WHAT TO DO >>
Once you have read the entries below, write them all out again exactly.

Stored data
::::::::::

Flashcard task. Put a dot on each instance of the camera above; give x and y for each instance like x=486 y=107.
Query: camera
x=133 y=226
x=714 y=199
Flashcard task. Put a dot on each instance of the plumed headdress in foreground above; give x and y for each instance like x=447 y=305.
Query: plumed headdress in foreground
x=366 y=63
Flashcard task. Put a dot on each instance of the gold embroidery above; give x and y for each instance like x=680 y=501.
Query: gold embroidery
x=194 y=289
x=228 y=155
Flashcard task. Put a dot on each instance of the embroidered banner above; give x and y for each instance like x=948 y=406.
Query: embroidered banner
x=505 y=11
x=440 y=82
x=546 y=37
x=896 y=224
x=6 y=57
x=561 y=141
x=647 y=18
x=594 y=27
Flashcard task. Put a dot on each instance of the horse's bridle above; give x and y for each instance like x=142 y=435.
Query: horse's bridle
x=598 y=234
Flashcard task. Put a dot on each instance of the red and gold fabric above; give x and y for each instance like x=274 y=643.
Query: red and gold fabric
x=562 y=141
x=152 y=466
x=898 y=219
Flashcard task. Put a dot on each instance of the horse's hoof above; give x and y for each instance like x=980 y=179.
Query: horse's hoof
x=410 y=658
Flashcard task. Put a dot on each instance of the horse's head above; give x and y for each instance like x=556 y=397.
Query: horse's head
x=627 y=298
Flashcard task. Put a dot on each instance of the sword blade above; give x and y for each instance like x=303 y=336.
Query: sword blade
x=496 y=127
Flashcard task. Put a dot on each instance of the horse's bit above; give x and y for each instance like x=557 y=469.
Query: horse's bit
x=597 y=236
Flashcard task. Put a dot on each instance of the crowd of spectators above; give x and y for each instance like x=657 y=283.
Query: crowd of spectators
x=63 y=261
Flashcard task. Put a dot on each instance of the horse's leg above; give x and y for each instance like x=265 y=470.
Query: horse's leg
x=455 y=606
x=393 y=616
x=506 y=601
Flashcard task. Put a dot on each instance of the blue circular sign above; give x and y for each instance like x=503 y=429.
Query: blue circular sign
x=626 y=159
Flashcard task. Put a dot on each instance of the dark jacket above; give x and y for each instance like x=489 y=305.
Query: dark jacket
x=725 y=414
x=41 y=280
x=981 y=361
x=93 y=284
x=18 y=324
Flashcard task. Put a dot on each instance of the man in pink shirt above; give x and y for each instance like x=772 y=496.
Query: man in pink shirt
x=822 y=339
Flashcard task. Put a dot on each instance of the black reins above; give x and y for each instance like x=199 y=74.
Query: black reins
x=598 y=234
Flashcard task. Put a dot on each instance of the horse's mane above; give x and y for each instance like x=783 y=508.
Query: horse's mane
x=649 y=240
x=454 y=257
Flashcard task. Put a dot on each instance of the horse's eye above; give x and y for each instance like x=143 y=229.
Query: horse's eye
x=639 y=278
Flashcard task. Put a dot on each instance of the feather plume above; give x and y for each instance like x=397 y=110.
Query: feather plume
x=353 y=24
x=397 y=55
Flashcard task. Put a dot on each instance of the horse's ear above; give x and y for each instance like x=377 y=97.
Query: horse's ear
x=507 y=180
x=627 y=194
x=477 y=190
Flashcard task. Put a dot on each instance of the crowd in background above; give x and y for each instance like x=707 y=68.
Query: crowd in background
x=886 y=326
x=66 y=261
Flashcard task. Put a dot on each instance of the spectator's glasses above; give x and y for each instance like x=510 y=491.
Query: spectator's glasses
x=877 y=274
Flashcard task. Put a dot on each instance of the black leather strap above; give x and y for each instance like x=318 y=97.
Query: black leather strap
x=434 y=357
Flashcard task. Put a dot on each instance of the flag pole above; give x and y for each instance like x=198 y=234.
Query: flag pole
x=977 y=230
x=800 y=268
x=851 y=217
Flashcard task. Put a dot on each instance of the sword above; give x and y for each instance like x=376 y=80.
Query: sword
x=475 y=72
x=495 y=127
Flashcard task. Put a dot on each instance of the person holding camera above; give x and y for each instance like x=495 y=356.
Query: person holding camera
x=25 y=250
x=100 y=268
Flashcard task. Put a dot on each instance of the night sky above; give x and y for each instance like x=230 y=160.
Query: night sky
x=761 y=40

::::::::::

OUTPUT >>
Flashcard task. Put a dot on each instance of the camera above; give x and y for each instance like x=486 y=107.
Query: camera
x=133 y=226
x=714 y=199
Flashcard task. Put a dot on each instance of the plumed headdress in foreground above; give x and y for each instance like x=447 y=305.
Query: plumed headdress in foreground
x=366 y=63
Flashcard task. Put a dot on each instance of the gold embroidery above; give x and y for each instance like x=680 y=501.
Query: gold embroidery
x=194 y=289
x=228 y=155
Flashcard task. Put a dot on each instance of the embroidered banner above; give x and y for each instance like x=948 y=406.
Query: embroidered banner
x=505 y=11
x=440 y=82
x=546 y=37
x=896 y=224
x=6 y=57
x=561 y=141
x=647 y=18
x=594 y=27
Flashcard task. Put a dot on each instance of the horse's bridle above; give x and y for each instance like x=142 y=435.
Query: horse's bridle
x=598 y=234
Flashcard task. Put a dot on each instance of the red and gold fabric above; give x and y for each instance like x=274 y=643.
Query: red and gold fabric
x=562 y=141
x=152 y=466
x=898 y=219
Flashcard task. Put a dot on each instance of the horse's hoof above; give x and y for each instance like x=980 y=179.
Query: horse's hoof
x=410 y=658
Flashcard task. Put a dot on each instance of the horse's head above; give x and y for each instance like x=556 y=397.
Query: horse's head
x=627 y=298
Flashcard task. Put a dot on each instance of the sword blade above; give x and y for each instance like x=303 y=336.
Query: sword blade
x=496 y=127
Flashcard task. Put a dot on each instance of the horse's bit above; give x and y for each instance like x=557 y=469.
Query: horse's bit
x=597 y=236
Flashcard task. Put a dot on each instance of the crowd of spectators above; give x and y for each instance like x=657 y=283.
Query: crowd of spectators
x=63 y=261
Flashcard task. Put a dot on each instance of the horse's leg above; give x and y for each instance like x=265 y=470.
Query: horse's leg
x=455 y=606
x=393 y=616
x=506 y=601
Flashcard task. Put a dot on each instance of the blue circular sign above; give x and y for each instance like x=503 y=429.
Query: blue circular sign
x=626 y=159
Flashcard task. Put a dot on each instance of the dark jacket above; give x and y for each instance like x=489 y=305.
Query: dark jacket
x=725 y=414
x=41 y=280
x=981 y=361
x=93 y=284
x=18 y=324
Flashcard task. Put a dot on each instance of the man in pink shirt above; give x and y for each instance like x=772 y=496.
Query: man in pink shirt
x=822 y=339
Flashcard task. Put a dot on each instance of the black reins above; give x and y for each instance like x=199 y=74.
Query: black reins
x=598 y=234
Flashcard task. Put a dot on each instance of the horse's mane above; give x and y for each instance like x=783 y=508.
Query: horse's mane
x=649 y=240
x=454 y=257
Flashcard task. Put a dot on each instance of the horse's eye above; give x and y for each instance like x=143 y=229.
Query: horse's eye
x=639 y=278
Flashcard task. Put a dot on each instance of the feather plume above; give x and y for each instance like x=397 y=110.
Query: feather plume
x=353 y=24
x=397 y=55
Flashcard task. Put a dot on each instance of the horse's ear above; give x and y for each instance like x=377 y=97.
Query: horse's ear
x=507 y=180
x=627 y=194
x=477 y=190
Flashcard task. Put a dot on each instance of the crowd in background above; give x and y for each instance like x=707 y=68.
Query: crowd in background
x=886 y=326
x=66 y=261
Flashcard task. Put a dot on each instance of the spectator's glasses above; give x and y for each instance like x=510 y=491.
Query: spectator's glasses
x=877 y=274
Flashcard task. Put a dot on each instance of the black leather strap above; give x and y for each instance like x=318 y=97.
Query: black leather strap
x=434 y=357
Flashcard task. Put a dot on each instance of the flag pole above; give x and y for each instance like x=198 y=234.
Query: flag pole
x=977 y=230
x=800 y=268
x=851 y=217
Flashcard task. Put a dot on each instance of the sword above; give x and y for each instance like x=376 y=80.
Query: sword
x=475 y=72
x=495 y=127
Flashcard task. Put a dot on each instance of the person holding camera above; give x and y for each instance like x=495 y=356.
Query: person holding camera
x=25 y=250
x=100 y=268
Flashcard task. Put a dot on each instance of the night sky above; give x and y for each instance like x=230 y=160.
Query: night sky
x=761 y=40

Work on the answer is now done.